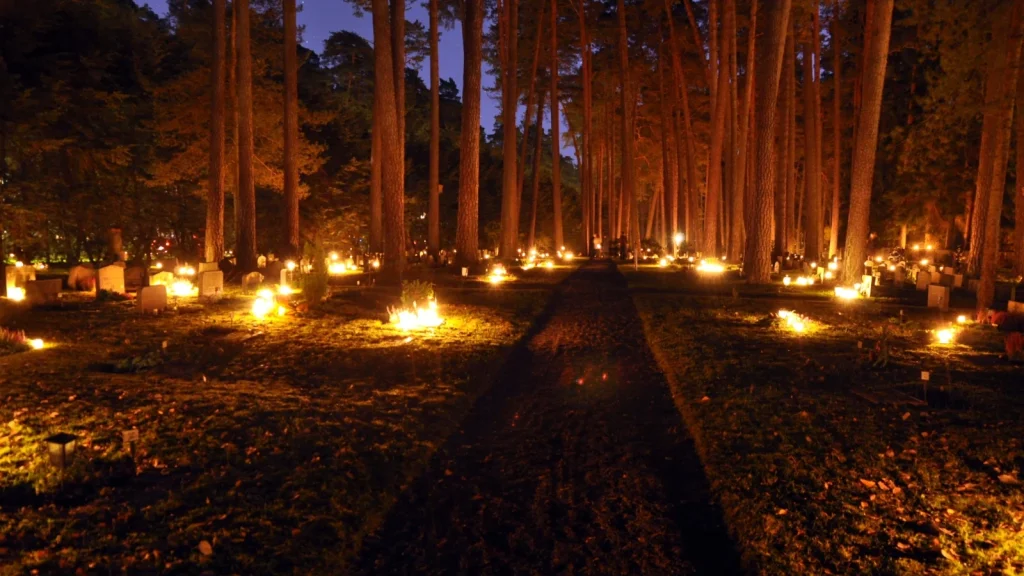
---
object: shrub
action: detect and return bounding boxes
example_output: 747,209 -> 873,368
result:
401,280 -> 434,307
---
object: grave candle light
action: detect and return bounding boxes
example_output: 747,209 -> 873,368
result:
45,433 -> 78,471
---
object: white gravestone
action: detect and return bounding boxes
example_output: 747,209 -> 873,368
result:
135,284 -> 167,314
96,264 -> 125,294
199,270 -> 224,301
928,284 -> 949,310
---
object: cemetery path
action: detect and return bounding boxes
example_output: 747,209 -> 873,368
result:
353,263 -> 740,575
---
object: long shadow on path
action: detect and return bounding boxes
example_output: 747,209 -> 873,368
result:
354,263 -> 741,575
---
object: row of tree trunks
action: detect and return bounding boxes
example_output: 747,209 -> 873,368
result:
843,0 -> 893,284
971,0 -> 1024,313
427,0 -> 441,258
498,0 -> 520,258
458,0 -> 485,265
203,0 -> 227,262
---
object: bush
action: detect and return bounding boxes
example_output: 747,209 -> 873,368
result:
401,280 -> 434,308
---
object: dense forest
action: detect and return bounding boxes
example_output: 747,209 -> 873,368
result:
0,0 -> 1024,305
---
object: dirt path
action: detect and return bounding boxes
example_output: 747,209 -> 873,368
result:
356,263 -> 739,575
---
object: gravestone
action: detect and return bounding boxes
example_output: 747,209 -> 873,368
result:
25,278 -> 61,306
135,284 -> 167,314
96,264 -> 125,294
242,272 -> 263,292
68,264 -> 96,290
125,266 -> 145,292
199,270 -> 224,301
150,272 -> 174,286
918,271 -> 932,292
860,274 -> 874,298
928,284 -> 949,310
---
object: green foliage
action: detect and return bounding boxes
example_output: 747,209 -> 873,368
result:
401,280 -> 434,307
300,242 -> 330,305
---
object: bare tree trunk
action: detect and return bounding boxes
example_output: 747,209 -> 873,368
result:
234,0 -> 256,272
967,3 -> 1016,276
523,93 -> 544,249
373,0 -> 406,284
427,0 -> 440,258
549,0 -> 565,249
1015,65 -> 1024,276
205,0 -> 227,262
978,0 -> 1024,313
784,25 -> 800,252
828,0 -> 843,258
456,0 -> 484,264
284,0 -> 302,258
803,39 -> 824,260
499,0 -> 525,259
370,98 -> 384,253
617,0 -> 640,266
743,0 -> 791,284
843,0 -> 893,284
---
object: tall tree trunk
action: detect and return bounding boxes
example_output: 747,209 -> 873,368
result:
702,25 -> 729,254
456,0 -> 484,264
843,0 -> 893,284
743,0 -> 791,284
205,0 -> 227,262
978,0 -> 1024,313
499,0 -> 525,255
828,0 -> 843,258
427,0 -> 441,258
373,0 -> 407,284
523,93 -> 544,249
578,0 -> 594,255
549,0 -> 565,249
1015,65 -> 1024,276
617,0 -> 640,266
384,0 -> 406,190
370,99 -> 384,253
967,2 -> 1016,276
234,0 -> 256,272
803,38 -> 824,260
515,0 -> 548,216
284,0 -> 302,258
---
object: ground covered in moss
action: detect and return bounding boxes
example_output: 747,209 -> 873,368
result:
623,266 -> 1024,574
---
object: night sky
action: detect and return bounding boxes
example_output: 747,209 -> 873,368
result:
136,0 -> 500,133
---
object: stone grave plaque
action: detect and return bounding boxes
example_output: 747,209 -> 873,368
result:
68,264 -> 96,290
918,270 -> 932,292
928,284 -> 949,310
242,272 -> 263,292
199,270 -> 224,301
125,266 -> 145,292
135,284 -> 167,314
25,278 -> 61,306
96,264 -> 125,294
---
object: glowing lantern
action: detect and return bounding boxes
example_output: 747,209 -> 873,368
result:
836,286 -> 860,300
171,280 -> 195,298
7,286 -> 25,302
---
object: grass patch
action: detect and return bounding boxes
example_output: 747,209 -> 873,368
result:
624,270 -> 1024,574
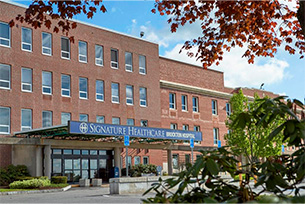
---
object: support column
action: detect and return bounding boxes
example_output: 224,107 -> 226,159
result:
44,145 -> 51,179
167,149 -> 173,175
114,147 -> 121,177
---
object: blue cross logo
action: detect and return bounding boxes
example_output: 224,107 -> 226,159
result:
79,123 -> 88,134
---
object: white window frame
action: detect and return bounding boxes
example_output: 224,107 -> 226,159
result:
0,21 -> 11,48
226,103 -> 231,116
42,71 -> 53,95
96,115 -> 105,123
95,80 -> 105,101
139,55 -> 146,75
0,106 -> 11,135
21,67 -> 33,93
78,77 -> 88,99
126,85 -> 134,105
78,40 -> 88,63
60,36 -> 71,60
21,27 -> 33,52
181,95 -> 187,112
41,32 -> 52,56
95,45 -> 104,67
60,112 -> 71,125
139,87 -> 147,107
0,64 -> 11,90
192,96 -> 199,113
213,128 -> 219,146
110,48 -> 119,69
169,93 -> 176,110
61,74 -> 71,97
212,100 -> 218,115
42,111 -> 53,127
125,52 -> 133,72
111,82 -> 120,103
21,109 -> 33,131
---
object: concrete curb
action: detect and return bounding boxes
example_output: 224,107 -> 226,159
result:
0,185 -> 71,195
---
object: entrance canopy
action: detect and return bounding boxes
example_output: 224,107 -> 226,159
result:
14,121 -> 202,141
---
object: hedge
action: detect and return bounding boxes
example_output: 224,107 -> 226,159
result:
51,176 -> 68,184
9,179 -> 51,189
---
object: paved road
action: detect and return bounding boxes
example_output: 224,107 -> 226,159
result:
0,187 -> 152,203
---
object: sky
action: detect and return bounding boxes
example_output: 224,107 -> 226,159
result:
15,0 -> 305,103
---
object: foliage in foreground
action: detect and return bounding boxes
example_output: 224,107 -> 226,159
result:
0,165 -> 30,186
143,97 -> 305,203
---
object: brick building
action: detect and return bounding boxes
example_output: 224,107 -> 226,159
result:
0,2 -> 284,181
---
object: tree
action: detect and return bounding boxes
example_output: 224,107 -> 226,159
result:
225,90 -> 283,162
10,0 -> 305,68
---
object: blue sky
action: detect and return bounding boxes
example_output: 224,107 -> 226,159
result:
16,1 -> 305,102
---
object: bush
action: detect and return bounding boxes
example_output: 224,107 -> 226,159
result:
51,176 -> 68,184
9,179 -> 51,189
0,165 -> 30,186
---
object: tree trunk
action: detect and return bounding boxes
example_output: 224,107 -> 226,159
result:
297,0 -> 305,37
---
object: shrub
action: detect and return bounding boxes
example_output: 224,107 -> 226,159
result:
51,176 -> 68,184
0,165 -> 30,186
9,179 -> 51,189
────────────────────
* **Task description**
Collect every line in the rows above that contains the string "gravestone", treating uppercase and lowercase letters as different.

* **Output for this task**
object: white gravestone
object: gravestone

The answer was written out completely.